• **任务说明 1**: 请逐字引用下面关于Go语言map删除实现的文本，从“将表达式delete(has”一直往下到“hash := t.hasher(key, uintptr(h.hash0))”为止。

• **所给文本**:
^^^^^^^^
将表达式delete(hash, key)转换成runtime.mapdelete系列函数中的一个。

运行时

func mapdelete(t *maptype, h *hmap, key unsafe.Pointer) {
	...
	hash := t.hasher(key, uintptr(h.hash0))

	// Set hashWriting after calling t.hasher, since t.hasher may panic,
	// in which case we have not actually done a write (delete).
	h.flags ^= hashWriting

	bucket := hash & bucketMask(h.B)
	if h.growing() {
		growWork(t, h, bucket)
	}
	b := (*bmap)(add(h.buckets, bucket*uintptr(t.bucketsize)))
	bOrig := b
	top := tophash(hash)
search:
	for ; b != nil; b = b.overflow(t) {
		for i := uintptr(0); i < bucketCnt; i++ {
			if b.tophash[i] != top {
				if b.tophash[i] == emptyRest {
					break search
				}
				continue
			}
			k := add(unsafe.Pointer(b), dataOffset+i*uintptr(t.keysize))
			k2 := k
			if t.indirectkey() {
				k2 = *((*unsafe.Pointer)(k2))
			}
			if !t.key.equal(key, k2) {
				continue
			}
			// Only clear key if there are pointers in it.
			if t.indirectkey() {
				*(*unsafe.Pointer)(k) = nil
			} else if t.key.ptrdata != 0 {
				memclrHasPointers(k, t.key.size)
^^^^^^^^
• **所给条目**:
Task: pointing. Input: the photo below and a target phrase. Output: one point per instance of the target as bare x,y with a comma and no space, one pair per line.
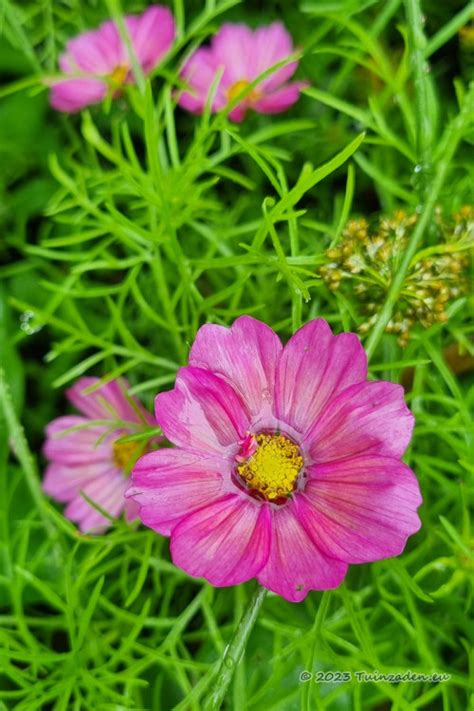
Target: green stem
421,79
446,150
234,651
22,451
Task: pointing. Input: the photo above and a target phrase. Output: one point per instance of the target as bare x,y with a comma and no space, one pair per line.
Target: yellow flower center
125,454
274,466
237,88
118,76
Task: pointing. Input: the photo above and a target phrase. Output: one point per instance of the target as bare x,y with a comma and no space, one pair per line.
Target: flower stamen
237,88
272,470
125,454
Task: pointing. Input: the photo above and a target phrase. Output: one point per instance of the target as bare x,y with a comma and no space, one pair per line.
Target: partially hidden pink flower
242,55
85,456
286,466
97,63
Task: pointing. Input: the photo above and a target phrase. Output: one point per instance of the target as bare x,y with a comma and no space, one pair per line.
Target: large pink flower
287,461
242,55
85,455
97,62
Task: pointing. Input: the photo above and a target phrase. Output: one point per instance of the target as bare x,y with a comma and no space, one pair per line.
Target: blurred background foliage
126,227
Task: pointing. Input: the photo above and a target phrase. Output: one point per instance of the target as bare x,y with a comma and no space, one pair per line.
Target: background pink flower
243,55
84,454
287,461
97,62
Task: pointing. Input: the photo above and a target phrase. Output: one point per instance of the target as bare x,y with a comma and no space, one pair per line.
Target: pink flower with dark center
286,466
242,55
85,456
97,63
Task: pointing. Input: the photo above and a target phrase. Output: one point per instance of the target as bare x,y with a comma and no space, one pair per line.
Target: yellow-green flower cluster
366,260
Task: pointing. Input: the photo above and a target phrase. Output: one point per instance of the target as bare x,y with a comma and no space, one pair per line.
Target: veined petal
226,542
314,367
295,564
361,509
246,355
366,418
171,483
202,412
108,491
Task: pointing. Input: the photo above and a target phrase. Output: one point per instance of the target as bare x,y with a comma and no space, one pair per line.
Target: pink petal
^^^^^^^^
• **任务说明 2**: 请找出上面条目中所有含有单词“green”的行，并把这些行原样逐行抄出。

• **最终答案 1**:
将表达式delete(hash, key)转换成runtime.mapdelete系列函数中的一个。

运行时

func mapdelete(t *maptype, h *hmap, key unsafe.Pointer) {
	...
	hash := t.hasher(key, uintptr(h.hash0))

• **最终答案 2**:
Target: green stem
Target: yellow-green flower cluster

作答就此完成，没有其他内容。